====== Given data

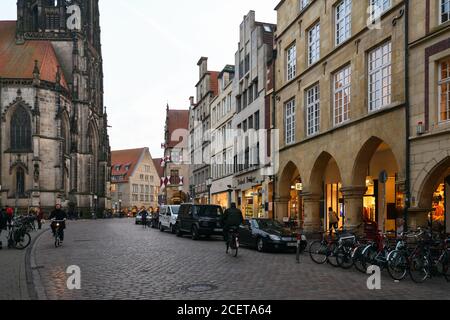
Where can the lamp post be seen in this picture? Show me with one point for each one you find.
(209, 185)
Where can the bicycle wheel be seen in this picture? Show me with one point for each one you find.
(344, 258)
(318, 252)
(397, 265)
(358, 259)
(332, 254)
(22, 241)
(418, 268)
(368, 257)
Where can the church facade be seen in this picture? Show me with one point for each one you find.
(54, 141)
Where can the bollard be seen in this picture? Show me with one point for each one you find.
(299, 242)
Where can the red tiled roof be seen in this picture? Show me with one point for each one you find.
(17, 61)
(177, 119)
(214, 82)
(158, 167)
(125, 158)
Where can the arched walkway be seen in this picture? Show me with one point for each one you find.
(376, 194)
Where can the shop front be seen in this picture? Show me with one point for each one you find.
(438, 215)
(220, 199)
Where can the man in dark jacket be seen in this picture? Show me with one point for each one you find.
(58, 215)
(232, 218)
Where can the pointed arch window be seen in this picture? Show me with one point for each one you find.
(20, 130)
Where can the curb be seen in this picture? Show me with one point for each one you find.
(35, 288)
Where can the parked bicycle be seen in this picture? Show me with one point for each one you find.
(18, 236)
(58, 232)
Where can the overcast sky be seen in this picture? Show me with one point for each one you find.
(150, 53)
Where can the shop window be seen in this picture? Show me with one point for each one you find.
(444, 90)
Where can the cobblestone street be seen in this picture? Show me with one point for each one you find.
(120, 260)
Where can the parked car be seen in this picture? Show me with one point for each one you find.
(199, 220)
(266, 234)
(168, 218)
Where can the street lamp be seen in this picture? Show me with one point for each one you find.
(209, 185)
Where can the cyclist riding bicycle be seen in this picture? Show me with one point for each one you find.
(232, 219)
(58, 215)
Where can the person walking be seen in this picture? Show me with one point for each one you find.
(333, 220)
(144, 215)
(232, 218)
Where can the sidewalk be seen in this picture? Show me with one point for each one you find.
(13, 280)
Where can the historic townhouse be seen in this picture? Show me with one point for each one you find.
(199, 133)
(135, 180)
(175, 165)
(340, 101)
(252, 186)
(429, 87)
(223, 109)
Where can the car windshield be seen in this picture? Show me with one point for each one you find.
(266, 224)
(210, 211)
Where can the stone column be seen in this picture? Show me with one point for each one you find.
(312, 214)
(281, 208)
(354, 206)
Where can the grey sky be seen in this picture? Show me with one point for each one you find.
(150, 51)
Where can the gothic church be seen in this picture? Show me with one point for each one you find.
(54, 141)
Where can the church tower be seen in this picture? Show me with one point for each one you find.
(72, 29)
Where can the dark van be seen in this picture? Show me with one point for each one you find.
(199, 220)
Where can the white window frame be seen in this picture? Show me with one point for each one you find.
(441, 4)
(380, 77)
(342, 110)
(313, 110)
(314, 44)
(378, 8)
(291, 62)
(442, 82)
(289, 121)
(345, 20)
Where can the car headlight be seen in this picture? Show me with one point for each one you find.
(275, 238)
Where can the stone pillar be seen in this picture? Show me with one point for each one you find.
(312, 214)
(354, 206)
(281, 208)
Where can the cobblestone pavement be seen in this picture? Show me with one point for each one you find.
(120, 260)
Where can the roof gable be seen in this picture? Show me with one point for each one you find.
(18, 61)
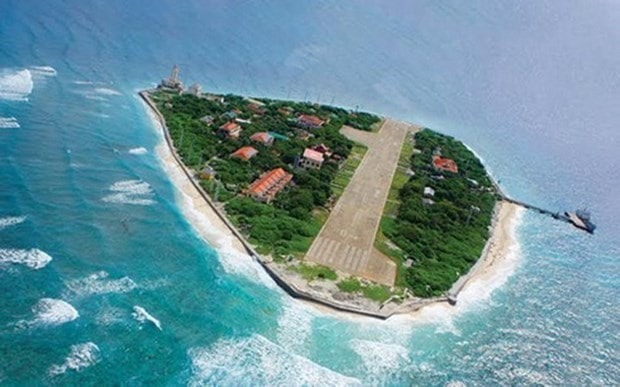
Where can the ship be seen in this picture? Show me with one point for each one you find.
(581, 219)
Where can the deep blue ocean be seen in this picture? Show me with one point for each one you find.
(91, 225)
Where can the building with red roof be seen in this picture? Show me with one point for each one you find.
(230, 130)
(309, 122)
(444, 164)
(257, 109)
(267, 186)
(311, 159)
(262, 138)
(244, 153)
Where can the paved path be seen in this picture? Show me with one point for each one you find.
(346, 241)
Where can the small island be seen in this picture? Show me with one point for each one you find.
(342, 208)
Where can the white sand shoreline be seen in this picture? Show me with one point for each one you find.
(491, 270)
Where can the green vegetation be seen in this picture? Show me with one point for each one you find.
(313, 272)
(377, 293)
(287, 226)
(350, 285)
(441, 239)
(345, 173)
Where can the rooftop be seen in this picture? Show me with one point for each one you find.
(445, 164)
(269, 184)
(263, 137)
(230, 126)
(310, 120)
(244, 153)
(313, 155)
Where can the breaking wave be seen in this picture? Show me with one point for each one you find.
(380, 360)
(106, 91)
(50, 312)
(15, 85)
(257, 361)
(80, 356)
(33, 258)
(11, 221)
(99, 283)
(130, 192)
(138, 151)
(142, 316)
(43, 71)
(9, 123)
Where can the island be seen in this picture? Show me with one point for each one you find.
(342, 208)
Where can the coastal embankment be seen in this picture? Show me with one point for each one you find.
(209, 220)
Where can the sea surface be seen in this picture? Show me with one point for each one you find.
(103, 281)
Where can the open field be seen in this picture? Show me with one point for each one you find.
(346, 242)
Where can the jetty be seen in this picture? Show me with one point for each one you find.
(579, 218)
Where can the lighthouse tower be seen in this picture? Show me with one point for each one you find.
(173, 82)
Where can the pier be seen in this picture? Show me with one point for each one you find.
(573, 218)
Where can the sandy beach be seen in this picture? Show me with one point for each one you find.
(493, 268)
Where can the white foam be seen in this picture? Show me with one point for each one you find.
(15, 85)
(106, 91)
(83, 82)
(33, 258)
(50, 312)
(255, 360)
(294, 325)
(80, 356)
(140, 314)
(233, 261)
(380, 359)
(99, 283)
(130, 192)
(138, 151)
(11, 221)
(44, 71)
(478, 290)
(9, 123)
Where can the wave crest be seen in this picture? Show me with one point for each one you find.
(99, 283)
(11, 221)
(130, 192)
(257, 361)
(80, 356)
(50, 312)
(15, 85)
(138, 151)
(33, 258)
(9, 123)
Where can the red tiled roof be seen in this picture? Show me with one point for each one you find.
(311, 154)
(263, 137)
(445, 164)
(321, 148)
(230, 126)
(244, 153)
(310, 120)
(269, 184)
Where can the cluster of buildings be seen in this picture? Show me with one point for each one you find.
(267, 186)
(441, 164)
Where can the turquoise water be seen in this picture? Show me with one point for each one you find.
(531, 87)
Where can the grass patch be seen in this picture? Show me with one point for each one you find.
(346, 172)
(313, 272)
(377, 293)
(349, 285)
(390, 211)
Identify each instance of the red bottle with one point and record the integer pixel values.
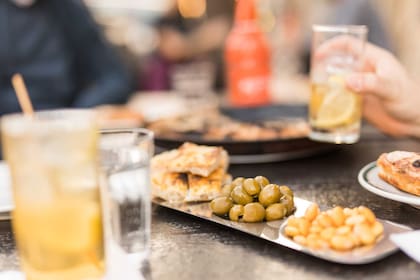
(247, 58)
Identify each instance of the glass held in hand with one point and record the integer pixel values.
(334, 111)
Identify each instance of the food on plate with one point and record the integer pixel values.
(340, 229)
(212, 125)
(401, 169)
(253, 200)
(190, 173)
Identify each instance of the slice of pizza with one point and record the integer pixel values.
(172, 187)
(402, 170)
(196, 159)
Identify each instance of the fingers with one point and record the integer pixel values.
(371, 83)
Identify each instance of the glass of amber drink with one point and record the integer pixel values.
(335, 111)
(57, 219)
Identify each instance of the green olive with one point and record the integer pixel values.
(287, 200)
(236, 212)
(251, 186)
(286, 190)
(275, 211)
(240, 196)
(253, 212)
(262, 181)
(269, 194)
(238, 181)
(221, 205)
(227, 189)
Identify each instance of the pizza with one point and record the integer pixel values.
(402, 170)
(190, 173)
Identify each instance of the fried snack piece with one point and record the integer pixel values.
(402, 170)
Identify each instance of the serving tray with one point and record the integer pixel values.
(273, 231)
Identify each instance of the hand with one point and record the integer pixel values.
(391, 97)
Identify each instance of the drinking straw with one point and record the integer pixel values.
(22, 94)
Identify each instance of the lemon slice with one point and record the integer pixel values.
(338, 108)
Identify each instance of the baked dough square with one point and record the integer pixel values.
(196, 159)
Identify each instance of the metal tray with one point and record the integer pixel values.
(260, 150)
(274, 232)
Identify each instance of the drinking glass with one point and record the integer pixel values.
(335, 111)
(57, 219)
(125, 159)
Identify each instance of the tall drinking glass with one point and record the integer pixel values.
(125, 158)
(335, 111)
(57, 219)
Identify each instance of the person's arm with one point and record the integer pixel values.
(101, 77)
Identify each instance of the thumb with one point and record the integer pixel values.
(370, 83)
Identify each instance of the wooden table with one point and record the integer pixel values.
(184, 247)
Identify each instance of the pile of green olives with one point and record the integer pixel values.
(253, 200)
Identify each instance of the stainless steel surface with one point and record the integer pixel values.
(273, 231)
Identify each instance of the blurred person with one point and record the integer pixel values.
(60, 52)
(391, 96)
(193, 30)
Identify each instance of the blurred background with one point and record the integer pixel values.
(165, 42)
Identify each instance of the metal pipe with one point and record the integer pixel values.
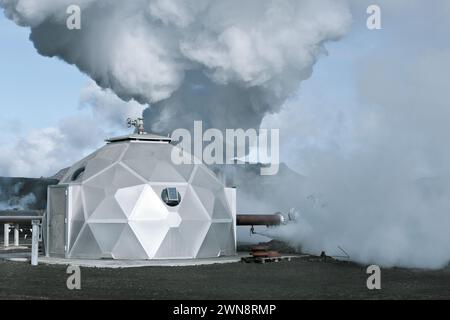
(35, 242)
(16, 235)
(260, 220)
(6, 235)
(15, 216)
(13, 219)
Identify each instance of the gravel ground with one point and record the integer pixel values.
(298, 279)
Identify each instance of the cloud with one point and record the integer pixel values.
(44, 151)
(227, 63)
(376, 159)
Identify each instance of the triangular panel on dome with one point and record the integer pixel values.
(206, 197)
(191, 208)
(95, 166)
(109, 209)
(104, 158)
(128, 246)
(166, 172)
(150, 234)
(93, 196)
(124, 178)
(141, 159)
(193, 233)
(221, 208)
(203, 177)
(225, 236)
(128, 197)
(173, 246)
(107, 235)
(210, 246)
(86, 245)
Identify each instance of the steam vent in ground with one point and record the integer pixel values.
(129, 201)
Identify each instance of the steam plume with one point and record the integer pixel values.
(227, 63)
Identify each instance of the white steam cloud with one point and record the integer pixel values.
(44, 151)
(378, 163)
(381, 193)
(246, 57)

============

### [How to complete this task]
Only the lines from the one with "Identify each instance of the steam plume" through the final line above belong in the answer, each reproduced word for word.

### [Reply to the task]
Identify each instance of the steam plume with one point and record the integer pixel values.
(227, 63)
Identify each instance of the white steam cloud with one point and record the integer pixel values.
(44, 151)
(378, 163)
(381, 193)
(246, 57)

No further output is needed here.